*DIRECTIONS FOR THIS TASK*
Reproduce every line of the records below, requests included. Shift each coordinate in the answers by -134 and leave the requests unchanged.

*Point-based annotation data*
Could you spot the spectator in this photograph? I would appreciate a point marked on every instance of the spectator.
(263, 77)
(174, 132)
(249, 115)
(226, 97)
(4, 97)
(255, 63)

*FINISHED ANSWER*
Could you spot the spectator in this photograph? I would appreciate a point marked on every instance of the spectator.
(129, -57)
(40, -2)
(115, -19)
(92, -37)
(-130, -37)
(121, -71)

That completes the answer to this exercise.